Reading passage
Nancy Cintron calls it “a cleansing process.”
“It’s not treating us like children, but showing us that this is how the real world is, and if you can’t function with these abilities, then there’s the door, and go out,” Cintron says. “This is life: Either you deal with it, or you’re where you’re at.”
Programs like Strive’s that provide intensive skills training targeted to specific job sectors are an increasingly popular model, says Rebecca Brown, deputy director of the New York City Employment and Training Coalition, which represents 200 training programs run by nonprofits, community colleges and unions. “We’re seeing more and more the jobs that are being created require a couple of years of training after high school or a GED,” she says. “We’ve come a long way in the last couple of years in terms of really being able to track labor market information more closely, and where job opportunities are going to be.”
This would represent a reversal of a decade-long trend away from access to education and training for welfare recipients. Amy Ellen Duke-Benfield, a workforce development analyst for the D.C.-based Center for Law and Social Policy, says as the result of welfare reform laws and the 1998 Workforce Investment Act, there’s been less and less education and training available for the poor, especially as funding has dwindled. A recent study by her organization found that the share of people in WIA programs who’d received education or training services fell from 84 percent in 2000 to 54 percent in 2006.
In recent years, though, says Duke-Benfield, there’s a growing recognition that “placing someone in a low-wage job after they’ve come out of the welfare system is a dead end, because there’s no ladder.” For example, Kentucky’s “Ready to Work” program provides work-study jobs in students’ chosen field of study – and all caseworkers in the state are required to inform welfare recipients about their education and training options.

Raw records
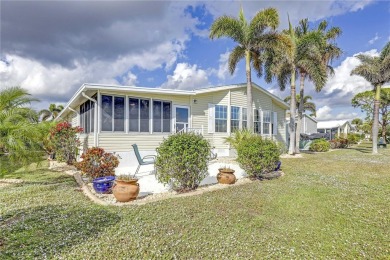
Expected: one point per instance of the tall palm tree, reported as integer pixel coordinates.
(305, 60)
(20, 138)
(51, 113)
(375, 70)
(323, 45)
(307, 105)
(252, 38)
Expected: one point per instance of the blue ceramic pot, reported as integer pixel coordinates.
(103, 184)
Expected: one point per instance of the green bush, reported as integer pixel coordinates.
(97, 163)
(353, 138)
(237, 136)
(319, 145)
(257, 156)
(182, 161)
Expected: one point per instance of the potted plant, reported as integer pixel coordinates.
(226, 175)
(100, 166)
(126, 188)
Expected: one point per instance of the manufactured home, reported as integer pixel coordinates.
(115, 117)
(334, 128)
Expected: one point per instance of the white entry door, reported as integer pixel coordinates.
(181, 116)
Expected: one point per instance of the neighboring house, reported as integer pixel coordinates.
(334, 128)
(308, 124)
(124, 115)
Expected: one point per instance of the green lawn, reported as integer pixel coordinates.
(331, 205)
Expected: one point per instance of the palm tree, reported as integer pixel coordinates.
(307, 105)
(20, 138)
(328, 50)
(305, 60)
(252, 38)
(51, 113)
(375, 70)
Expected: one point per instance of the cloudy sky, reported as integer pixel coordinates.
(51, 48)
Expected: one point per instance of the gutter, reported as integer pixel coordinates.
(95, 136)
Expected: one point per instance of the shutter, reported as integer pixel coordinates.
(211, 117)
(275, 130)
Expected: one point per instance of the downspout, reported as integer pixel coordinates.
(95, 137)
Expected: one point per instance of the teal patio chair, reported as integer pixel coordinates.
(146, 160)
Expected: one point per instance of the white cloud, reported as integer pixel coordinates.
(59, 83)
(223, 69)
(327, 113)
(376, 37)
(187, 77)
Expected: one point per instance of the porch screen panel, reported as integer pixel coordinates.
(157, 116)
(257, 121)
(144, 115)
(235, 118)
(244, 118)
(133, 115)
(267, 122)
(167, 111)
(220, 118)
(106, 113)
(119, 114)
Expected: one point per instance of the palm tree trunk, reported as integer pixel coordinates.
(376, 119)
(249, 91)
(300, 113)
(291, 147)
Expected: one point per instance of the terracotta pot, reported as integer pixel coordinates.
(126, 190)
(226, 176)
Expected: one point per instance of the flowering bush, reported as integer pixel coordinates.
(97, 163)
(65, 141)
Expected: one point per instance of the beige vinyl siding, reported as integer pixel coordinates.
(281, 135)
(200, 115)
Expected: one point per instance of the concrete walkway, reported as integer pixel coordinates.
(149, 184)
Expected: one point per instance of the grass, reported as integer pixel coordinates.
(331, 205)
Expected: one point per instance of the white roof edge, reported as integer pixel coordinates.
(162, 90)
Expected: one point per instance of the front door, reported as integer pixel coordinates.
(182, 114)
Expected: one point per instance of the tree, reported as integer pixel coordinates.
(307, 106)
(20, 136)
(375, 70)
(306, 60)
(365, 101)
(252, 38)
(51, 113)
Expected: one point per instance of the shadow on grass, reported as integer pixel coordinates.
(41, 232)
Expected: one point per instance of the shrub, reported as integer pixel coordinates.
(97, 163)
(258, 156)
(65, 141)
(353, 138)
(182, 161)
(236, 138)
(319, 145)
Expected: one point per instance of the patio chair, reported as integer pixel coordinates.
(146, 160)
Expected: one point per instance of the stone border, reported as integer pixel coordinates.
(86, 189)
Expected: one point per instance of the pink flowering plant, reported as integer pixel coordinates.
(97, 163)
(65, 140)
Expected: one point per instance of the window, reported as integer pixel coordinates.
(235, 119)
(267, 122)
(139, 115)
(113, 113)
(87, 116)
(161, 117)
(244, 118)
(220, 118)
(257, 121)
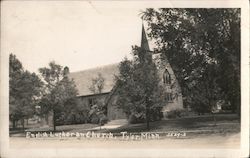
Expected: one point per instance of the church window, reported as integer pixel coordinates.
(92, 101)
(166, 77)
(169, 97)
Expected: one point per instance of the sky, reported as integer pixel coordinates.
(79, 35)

==

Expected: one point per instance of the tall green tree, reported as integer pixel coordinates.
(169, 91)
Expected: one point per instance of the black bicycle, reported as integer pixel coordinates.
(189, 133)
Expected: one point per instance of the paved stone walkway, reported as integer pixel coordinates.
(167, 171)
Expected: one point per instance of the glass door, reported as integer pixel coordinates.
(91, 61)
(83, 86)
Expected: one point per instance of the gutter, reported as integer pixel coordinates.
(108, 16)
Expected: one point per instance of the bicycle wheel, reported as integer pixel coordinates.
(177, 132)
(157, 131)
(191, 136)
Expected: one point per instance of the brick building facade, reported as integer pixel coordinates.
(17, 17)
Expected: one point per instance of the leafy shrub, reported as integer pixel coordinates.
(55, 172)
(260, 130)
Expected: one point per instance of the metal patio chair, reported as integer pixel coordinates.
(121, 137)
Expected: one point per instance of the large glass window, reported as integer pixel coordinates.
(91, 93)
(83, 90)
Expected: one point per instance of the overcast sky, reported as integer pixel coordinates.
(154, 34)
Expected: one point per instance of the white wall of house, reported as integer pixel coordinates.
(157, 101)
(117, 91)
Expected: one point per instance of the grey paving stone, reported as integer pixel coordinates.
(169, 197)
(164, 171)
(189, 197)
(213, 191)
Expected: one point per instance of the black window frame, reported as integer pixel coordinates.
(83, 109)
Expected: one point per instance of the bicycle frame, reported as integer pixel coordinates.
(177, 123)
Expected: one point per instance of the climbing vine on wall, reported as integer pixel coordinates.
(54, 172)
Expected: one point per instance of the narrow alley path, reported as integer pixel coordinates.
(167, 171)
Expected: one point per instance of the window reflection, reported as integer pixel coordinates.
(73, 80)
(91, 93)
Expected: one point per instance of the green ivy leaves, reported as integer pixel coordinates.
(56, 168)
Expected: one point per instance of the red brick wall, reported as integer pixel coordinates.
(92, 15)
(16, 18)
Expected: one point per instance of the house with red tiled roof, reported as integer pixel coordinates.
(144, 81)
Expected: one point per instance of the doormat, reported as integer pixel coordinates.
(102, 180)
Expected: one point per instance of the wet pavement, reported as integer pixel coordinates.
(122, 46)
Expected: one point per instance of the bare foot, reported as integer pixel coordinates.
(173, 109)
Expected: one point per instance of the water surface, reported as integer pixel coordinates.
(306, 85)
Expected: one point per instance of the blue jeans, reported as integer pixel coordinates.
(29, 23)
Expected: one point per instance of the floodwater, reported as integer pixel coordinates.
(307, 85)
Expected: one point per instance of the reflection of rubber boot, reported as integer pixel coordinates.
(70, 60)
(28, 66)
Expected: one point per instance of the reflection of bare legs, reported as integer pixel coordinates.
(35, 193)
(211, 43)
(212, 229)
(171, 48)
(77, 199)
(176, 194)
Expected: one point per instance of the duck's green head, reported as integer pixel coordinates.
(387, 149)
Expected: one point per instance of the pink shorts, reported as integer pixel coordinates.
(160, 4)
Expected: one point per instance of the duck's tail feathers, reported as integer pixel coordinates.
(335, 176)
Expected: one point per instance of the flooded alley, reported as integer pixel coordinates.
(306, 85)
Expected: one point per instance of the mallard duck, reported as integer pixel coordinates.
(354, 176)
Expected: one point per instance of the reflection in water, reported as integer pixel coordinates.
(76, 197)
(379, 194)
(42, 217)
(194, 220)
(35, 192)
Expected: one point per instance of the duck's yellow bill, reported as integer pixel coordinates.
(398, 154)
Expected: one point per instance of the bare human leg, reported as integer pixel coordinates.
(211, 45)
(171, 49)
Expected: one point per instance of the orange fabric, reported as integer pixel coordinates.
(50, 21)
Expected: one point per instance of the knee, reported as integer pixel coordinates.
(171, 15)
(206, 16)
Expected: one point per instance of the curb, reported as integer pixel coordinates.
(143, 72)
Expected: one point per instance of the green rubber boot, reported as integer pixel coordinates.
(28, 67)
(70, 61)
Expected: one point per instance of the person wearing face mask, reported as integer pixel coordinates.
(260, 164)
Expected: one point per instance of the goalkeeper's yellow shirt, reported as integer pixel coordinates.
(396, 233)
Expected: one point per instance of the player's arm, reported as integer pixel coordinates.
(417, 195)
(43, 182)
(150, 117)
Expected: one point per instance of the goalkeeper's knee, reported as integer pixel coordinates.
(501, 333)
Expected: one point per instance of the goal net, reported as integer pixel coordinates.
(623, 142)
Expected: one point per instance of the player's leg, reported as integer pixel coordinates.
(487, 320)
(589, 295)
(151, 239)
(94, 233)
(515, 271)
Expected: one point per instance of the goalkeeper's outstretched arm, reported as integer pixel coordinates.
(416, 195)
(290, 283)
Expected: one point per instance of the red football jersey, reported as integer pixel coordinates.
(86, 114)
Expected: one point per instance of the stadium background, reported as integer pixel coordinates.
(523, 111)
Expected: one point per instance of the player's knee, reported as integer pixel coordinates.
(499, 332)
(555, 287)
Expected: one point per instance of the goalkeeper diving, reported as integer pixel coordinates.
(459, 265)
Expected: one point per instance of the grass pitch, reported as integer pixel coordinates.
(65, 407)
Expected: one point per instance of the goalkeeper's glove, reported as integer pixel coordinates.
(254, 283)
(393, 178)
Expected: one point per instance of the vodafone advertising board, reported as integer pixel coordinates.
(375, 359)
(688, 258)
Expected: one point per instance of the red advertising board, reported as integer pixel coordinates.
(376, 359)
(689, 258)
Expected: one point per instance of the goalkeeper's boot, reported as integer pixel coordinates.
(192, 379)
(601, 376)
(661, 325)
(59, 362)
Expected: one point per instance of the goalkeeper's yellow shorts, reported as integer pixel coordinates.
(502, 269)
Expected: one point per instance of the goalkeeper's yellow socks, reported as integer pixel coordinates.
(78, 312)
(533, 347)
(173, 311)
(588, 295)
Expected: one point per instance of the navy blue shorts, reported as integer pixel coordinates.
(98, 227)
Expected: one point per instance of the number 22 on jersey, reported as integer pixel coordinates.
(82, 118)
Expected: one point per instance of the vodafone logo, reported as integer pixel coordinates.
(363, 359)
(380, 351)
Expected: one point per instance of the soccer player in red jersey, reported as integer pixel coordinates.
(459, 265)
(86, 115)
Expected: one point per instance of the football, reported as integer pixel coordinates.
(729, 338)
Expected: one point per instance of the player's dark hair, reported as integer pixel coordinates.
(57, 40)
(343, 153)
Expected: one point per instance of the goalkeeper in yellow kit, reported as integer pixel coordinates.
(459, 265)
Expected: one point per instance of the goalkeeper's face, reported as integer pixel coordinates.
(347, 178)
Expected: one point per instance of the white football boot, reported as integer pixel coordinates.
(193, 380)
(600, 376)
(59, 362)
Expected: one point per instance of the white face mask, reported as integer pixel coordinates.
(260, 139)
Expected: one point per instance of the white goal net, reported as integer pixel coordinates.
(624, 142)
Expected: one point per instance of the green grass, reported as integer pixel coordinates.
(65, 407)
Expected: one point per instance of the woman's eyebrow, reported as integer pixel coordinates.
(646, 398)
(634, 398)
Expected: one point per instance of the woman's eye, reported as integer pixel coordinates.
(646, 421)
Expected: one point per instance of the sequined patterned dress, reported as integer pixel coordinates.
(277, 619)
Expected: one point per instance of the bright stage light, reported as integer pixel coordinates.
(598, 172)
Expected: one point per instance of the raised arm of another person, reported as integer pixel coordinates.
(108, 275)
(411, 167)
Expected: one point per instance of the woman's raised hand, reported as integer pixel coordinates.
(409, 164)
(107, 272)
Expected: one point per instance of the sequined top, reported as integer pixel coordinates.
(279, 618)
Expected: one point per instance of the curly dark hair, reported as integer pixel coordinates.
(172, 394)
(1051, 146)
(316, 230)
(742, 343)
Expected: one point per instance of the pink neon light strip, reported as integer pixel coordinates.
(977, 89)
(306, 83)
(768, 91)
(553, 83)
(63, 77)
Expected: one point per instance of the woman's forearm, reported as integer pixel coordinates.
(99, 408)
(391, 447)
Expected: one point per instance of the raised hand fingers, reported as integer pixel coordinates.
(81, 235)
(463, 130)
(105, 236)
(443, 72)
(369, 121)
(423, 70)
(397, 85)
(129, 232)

...

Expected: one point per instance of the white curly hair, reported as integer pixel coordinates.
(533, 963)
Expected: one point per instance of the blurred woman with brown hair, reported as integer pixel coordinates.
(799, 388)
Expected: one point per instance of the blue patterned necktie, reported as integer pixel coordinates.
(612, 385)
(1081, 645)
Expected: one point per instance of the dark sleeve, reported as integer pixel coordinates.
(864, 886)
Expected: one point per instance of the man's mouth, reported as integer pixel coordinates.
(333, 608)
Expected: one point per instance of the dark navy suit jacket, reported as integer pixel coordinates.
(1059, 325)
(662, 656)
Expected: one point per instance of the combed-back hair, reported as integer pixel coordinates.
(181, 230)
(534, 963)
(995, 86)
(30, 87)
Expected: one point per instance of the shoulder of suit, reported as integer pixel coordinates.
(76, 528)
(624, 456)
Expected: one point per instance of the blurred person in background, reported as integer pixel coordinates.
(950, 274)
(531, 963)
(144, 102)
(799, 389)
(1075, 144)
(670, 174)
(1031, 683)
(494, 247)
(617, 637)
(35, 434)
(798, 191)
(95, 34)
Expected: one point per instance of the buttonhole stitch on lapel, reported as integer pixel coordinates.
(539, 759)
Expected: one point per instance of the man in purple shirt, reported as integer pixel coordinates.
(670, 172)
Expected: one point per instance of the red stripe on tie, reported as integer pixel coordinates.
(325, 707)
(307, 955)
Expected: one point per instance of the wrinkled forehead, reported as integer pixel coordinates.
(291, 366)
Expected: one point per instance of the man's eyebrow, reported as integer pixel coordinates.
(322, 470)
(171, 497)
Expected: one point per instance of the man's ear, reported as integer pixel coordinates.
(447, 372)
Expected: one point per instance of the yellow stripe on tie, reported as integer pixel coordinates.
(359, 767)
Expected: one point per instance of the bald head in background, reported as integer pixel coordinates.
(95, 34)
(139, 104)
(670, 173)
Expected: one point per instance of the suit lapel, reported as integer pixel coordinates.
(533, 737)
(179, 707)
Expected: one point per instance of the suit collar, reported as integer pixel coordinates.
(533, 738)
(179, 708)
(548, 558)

Requirement
Continue the passage on job training for welfare recipients, starting right after its final sentence.

Result
“What Kentucky found,” says Duke-Benfield, “was that this program found much greater earning gains at the end of the day than any of their other work activities.”
Going somewhere
Strive’s results have been excellent as well: It claims a national job-placement rate of about 70 percent, earning it recognition from the Brookings Institution’s Hamilton Project as one of the nation’s most successful workforce programs. Yet getting its latest programs off the ground was an uphill battle: While Strive’s program is funded by the state Office of Temporary and Disability Assistance with federal welfare funds, and is approved as a welfare “work activity” by the city, the city Human Resources Administration (HRA) at first balked at referring its welfare recipients there. This inaugural class, in fact, was delayed two weeks while Strive scurried to recruit its own clients. Part of the problem, says Strive development director Jill Poklemba, is that HRA isn’t set up to refer people to anyone but the contractors for its own “Back to Work” program, which has been heavily criticized as unable to provide jobs in significant numbers.
HRA assistant deputy commissioner for employment services Raymond Singleton notes that the city runs several programs to help welfare recipients find work, including not just Back to Work, but others such as Business Link, which makes referrals directly to employers, to move people into the workforce depending on what HRA determines are their individual needs. (The city also operates a pair of more intensive “career ladder” programs via its new Center for Economic Opportunity.)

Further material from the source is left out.